Cherokee-speaking tour guides enhance Ancient Village

Cherokee Heritage Center tour guide J.D. Ross explains how a Cherokee blowgun is made and used for during a tour of the Ancient Village in Park Hill, Okla. He is one of two Cherokee-speaking guides for the village. WILL CHAVEZ/CHEROKEE PHOENIX Cherokee Heritage Center tour guide J.D. Ross explains how turtle shell shackles are made and used for a Cherokee stomp dance during a tour of the Ancient Village in Park Hill, Okla. WILL CHAVEZ/CHEROKEE PHOENIX Visitors to the Cherokee Heritage Center’s Ancient Village listen to tour guide J.D. Ross explain how Cherokee people constructed their homes in the 1700s. Also listening are Ancient Village Supervisor Tommy Wildcat, center, and tour guide Steven Daugherty. WILL CHAVEZ/CHEROKEE PHOENIX
Cherokee Heritage Center tour guide J.D. Ross explains how a Cherokee blowgun is made and used for during a tour of the Ancient Village in Park Hill, Okla. He is one of two Cherokee-speaking guides for the village. WILL CHAVEZ/CHEROKEE PHOENIX
BY WILL CHAVEZ
Assistant Editor – @cp_wchavez
08/05/2011 06:53 AM
PARK HILL, Okla. – It’s as it should be in the Cherokee Heritage Center’s Ancient Village because the Cherokee language is being spoken and heard daily.

Village tour guides J.D. Ross and Steven Daugherty, both fluent Cherokee speakers, use the language to explain the culture and traditions showcased in the village while using their first language.

This is the second year the men are serving as Cherokee-speaking tour guides.

Ross, of the Greasy Community in Adair County, said he enjoys speaking Cherokee and teaching others the language but finds it unfortunate that not many Cherokee-speaking people visit the village.

“Since we do most of these tours in English, it’s just passing some history on, how the Cherokee people lived back in the 1700s. That’s the century we are concentrating on right now,” he said.
He added that he and Daugherty take time to share Cherokee beliefs, traditions and the “old ways.”

Ross said some visitors want translations of English phrases, and the guides try to accommodate them, consulting with each other to ensure the translation is correct.

EXTRACTED MATERIAL:
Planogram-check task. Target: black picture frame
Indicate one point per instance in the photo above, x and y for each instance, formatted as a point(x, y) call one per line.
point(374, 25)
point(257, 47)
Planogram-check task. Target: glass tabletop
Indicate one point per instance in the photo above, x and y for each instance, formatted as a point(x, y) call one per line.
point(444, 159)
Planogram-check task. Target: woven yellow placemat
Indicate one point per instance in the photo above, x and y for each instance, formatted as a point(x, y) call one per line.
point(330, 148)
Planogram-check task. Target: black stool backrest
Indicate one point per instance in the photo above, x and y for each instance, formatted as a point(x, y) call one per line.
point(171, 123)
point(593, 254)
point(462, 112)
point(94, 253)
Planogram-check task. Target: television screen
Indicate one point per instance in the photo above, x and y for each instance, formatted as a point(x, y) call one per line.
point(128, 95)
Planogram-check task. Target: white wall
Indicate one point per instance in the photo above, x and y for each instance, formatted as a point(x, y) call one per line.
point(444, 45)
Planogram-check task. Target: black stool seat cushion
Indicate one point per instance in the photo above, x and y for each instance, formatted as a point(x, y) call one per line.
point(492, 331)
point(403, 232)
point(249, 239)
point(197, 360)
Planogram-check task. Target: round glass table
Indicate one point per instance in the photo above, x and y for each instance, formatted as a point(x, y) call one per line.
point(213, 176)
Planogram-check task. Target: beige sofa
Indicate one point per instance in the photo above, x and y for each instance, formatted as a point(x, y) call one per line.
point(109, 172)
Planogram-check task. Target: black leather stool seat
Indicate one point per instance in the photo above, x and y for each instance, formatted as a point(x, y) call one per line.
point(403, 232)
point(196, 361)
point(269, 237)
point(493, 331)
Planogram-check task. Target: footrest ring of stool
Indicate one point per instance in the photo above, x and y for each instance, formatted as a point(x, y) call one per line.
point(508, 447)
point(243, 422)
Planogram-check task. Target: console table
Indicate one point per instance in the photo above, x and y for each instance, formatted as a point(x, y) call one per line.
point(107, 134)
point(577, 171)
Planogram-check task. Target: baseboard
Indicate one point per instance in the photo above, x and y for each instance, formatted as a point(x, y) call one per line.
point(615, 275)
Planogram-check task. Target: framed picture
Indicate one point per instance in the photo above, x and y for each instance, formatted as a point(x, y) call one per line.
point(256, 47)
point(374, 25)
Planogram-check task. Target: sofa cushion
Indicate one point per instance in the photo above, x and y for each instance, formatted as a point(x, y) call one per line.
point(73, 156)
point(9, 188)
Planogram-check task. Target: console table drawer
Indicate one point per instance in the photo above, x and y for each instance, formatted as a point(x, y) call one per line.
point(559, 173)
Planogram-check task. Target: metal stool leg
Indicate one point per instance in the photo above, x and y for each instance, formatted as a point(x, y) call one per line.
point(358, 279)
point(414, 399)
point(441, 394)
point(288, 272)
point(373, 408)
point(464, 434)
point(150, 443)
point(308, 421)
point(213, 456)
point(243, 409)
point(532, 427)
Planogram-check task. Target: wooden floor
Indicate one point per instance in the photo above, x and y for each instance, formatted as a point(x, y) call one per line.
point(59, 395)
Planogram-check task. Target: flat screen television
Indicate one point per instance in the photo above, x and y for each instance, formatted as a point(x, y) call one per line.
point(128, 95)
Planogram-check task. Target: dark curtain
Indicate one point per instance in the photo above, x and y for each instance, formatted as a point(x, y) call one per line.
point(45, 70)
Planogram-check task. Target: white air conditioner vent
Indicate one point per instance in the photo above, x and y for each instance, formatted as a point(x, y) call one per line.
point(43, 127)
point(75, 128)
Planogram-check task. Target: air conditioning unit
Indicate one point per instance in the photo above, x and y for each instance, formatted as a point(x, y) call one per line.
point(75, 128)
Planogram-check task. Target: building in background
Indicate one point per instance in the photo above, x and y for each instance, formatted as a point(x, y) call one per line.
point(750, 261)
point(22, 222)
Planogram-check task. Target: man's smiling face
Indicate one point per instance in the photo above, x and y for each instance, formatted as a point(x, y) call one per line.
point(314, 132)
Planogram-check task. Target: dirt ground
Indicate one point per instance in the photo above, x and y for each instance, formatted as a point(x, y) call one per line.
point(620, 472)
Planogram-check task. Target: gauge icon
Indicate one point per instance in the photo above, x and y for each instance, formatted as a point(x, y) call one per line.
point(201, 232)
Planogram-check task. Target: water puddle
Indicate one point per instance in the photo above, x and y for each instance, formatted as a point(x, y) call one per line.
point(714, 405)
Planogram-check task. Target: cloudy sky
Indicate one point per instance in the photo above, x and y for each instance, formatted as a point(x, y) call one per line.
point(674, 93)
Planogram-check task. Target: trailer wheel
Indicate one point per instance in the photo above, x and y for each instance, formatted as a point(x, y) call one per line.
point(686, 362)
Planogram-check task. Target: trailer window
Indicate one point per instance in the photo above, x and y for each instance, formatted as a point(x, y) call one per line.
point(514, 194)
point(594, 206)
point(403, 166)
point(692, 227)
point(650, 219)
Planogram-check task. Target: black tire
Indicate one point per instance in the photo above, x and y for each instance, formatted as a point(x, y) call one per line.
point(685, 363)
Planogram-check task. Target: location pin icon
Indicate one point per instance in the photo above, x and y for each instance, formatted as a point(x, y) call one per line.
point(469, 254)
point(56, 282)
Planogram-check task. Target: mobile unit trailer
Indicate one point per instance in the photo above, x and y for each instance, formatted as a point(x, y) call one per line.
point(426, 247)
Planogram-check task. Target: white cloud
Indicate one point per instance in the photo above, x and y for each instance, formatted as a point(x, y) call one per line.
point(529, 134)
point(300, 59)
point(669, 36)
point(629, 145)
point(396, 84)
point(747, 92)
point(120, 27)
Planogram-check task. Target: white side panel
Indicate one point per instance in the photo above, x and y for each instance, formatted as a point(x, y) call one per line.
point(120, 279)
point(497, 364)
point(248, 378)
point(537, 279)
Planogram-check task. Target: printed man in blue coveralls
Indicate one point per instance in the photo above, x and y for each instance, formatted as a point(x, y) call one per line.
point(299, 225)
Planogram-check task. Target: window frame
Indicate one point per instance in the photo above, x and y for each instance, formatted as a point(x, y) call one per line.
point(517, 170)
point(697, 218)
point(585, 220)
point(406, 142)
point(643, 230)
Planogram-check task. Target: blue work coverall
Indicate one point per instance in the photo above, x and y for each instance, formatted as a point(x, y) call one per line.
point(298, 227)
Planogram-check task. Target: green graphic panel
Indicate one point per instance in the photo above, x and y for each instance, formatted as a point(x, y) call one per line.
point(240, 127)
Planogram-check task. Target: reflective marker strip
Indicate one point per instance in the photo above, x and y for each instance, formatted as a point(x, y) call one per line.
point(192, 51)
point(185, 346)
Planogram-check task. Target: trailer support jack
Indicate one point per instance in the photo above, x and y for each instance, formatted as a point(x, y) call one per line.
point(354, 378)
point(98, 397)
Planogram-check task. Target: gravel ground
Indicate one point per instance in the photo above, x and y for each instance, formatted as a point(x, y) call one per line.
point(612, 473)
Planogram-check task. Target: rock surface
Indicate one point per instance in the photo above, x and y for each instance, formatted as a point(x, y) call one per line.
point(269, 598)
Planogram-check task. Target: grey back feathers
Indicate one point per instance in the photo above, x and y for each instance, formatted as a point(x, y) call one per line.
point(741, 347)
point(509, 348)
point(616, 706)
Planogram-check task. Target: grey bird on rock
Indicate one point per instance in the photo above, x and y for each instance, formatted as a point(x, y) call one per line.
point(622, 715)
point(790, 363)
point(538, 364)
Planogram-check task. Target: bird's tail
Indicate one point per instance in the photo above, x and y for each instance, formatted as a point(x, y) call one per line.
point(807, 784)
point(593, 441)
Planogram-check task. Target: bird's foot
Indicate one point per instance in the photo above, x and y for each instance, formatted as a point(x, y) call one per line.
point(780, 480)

EXERCISES:
1 > Answer these about the article on the Ancient Village guides:
(a) Which community and county is J.D. Ross from?
(b) How many years have Ross and Daugherty served as Cherokee-speaking tour guides?
(c) Which century do the tours concentrate on?
2 > Write the next part of the article on the Cherokee-speaking village guides, continuing from its last paragraph.
The listing has no connection to the article.

RESPONSES PER TASK:
1 >
(a) The Greasy Community in Adair County.
(b) This is their second year.
(c) The 1700s.

2 >
Visitors from around the world visit the Ancient Village, Ross said, with some relating to Cherokee customs and traditions because of similarities to their own traditions or customs.

“Sometimes we talk to them and just kind of compare notes,” he said. “Some linger back and kind of give us of little history of their heritage and their background.”

Daugherty, of the Bell Community in Adair County, said he welcomed the chance to return to the village to serve as a guide. He too wishes more Cherokee speakers would visit so that he and Ross could converse with them.

He said he does not mind helping non-Cherokee speakers who ask for translations. But he emphasized the guides are not able to spend time attempting to translate English names to Cherokee.

Daugherty said he wants visitors to know two things before they leave the village: how Cherokee people lived in the 1700s and that the language is still spoken.

Recently, the village was re-configured to reflect Cherokee life in 1710 rather than the 1600s as in previous years. There are plans to expand the village and hire more villagers to staff it, possibly within the next year.

A grant from the International Museum of Library Studies in Washington, D.C., helped get the language tours started, said Ancient Village Supervisor Tommy Wildcat.

“We thought it was very important to continue with the language tours,” he said.

He added that he thought it was important to rehire Ross and Daugherty because of their experience. Wildcat said the two guides are now more comfortable in their roles, easily entertain visitors and a valuable part of making the Ancient Village more authentic for visitors.

“It’s been a great success because we have a lot of people experiencing the Cherokee language,” he said.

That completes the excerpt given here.